## Extracted text
Those are being offered for a total of $1.3 billion with individual sale prices ranging from $2 million for a one-bedroom overlooking a new, private internal courtyard to $40 million for an upper-floor three bedroom with park views, according to published reports. The private residences will consume all of the space on the north side of the building, facing Central Park, while the public units will be consigned to the 58th Street side. The final mix of units available to the public differs somewhat from the count first agreed to with the union – the plan for the 152 “hotel-condos” eats into the originally estimated 300 public rooms.

The uncertainty of what the Plaza Hotel will really look like when it reopens in 2007 was best expressed to me last April (2005) by a New Yorker in a position to understand fully the import of the Plaza’s closing. Curt Gathje, author of At the Plaza: An Illustrated History of the World's Most Famous Hotel (2000, St. Martin's Press), worked at the Plaza for 27 years, climbing the ranks from room service waiter to Director of Guest Services and official Plaza Historian. “I am not convinced that the interior public spaces are protected or are safe,” he told me when I interviewed him about the Plaza’s closing. “They might reopen, and the Oak Room could be a Barneys or god knows what. So, I am a little discouraged, and I am not convinced.”

Feeling that same sense of discouragement in the final week coming up to the closing last year, I threw budgetary caution to the wind and fulfilled a lifelong dream: I had a room with a park view at the Plaza Hotel. Ever since I saw Jane Fonda standing in the doorway of her bridal suite, wearing Robert Redford’s oxford cloth shirt and sending him off to work with a sexy goodbye in the film Barefoot in the Park, I had wanted to stay at the Plaza. When I woke up on the morning of Saturday, April 23, my first thought was: “This is it, my last chance Texaco. I have to do it,” and I called and got a room.

Following are excerpts of a journal I kept of my resplendent 21 hours at the Plaza Hotel on its final Saturday night as New York’s Grande Dame.

Saturday 23 April 2005, 3:40 p.m.
I’ve just checked into the Plaza Hotel, for the last Saturday night that it will be the Plaza as we’ve known it. The Oyster Bar is already closed, but the Oak Bar and the Palm Court and the truffle shop are still open, and I am here as a guest for my very first – and, alas, last – time.

This is the place I’ve come to use the lady’s room when stuck in midtown with nowhere else to go, to buy truffles, to have tea, but never, until now, to sleep. Thanks to a most accommodating reservations rep, who has sworn me to secrecy so I will refer to him only as the wind beneath my wings today, I have a 12th-floor park view, a free breakfast in the morning and a decent discount.

## Material provided

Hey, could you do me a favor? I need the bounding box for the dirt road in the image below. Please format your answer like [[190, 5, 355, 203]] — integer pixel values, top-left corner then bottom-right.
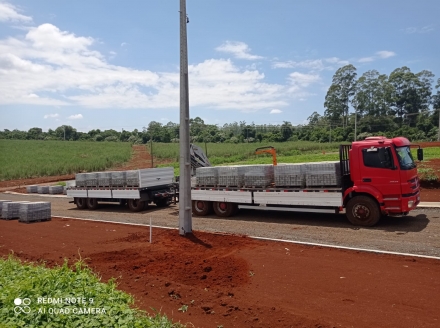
[[0, 194, 440, 257], [0, 215, 440, 328]]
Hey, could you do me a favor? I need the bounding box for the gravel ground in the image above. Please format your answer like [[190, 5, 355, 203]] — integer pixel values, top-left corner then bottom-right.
[[0, 193, 440, 257]]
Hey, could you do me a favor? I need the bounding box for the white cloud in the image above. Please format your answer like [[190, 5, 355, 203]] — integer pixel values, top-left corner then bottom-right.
[[376, 50, 396, 58], [44, 113, 60, 119], [272, 57, 349, 72], [0, 2, 32, 23], [0, 20, 316, 113], [67, 114, 83, 120], [402, 24, 435, 34], [358, 50, 396, 63], [215, 41, 263, 60]]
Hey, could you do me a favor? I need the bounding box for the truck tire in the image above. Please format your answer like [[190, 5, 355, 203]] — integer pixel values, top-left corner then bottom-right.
[[192, 200, 212, 216], [156, 198, 171, 207], [212, 202, 238, 218], [346, 196, 381, 227], [128, 199, 145, 212], [75, 197, 87, 210], [86, 198, 98, 210]]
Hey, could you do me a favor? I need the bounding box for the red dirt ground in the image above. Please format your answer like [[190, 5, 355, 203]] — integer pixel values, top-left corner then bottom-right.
[[0, 141, 440, 202], [0, 219, 440, 328]]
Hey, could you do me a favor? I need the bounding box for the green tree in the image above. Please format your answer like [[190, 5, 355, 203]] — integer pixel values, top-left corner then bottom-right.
[[27, 128, 44, 140], [324, 64, 357, 126]]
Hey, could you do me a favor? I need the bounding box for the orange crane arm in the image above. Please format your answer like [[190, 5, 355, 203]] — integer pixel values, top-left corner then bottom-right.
[[255, 146, 277, 165]]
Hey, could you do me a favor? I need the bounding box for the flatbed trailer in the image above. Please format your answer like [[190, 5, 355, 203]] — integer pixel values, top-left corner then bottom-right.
[[67, 167, 177, 212], [191, 187, 344, 217], [191, 137, 423, 226]]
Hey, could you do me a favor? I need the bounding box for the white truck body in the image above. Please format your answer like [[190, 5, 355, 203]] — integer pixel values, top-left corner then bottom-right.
[[191, 187, 343, 213]]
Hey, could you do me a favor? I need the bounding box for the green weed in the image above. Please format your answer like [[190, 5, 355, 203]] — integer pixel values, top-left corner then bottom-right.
[[0, 255, 183, 328]]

## Requests
1. According to the Plaza Hotel text, how many years did Curt Gathje work at the Plaza?
2. List every part of the hotel that the Plaza Hotel text says was still open when the writer checked in.
3. From the Plaza Hotel text, print the passage from "Saturday 23 April" to "a decent discount.".

## Expected responses
1. 27 years.

2. The Oak Bar, the Palm Court, and the truffle shop.

3.
Saturday 23 April 2005, 3:40 p.m.
I’ve just checked into the Plaza Hotel, for the last Saturday night that it will be the Plaza as we’ve known it. The Oyster Bar is already closed, but the Oak Bar and the Palm Court and the truffle shop are still open, and I am here as a guest for my very first – and, alas, last – time.

This is the place I’ve come to use the lady’s room when stuck in midtown with nowhere else to go, to buy truffles, to have tea, but never, until now, to sleep. Thanks to a most accommodating reservations rep, who has sworn me to secrecy so I will refer to him only as the wind beneath my wings today, I have a 12th-floor park view, a free breakfast in the morning and a decent discount.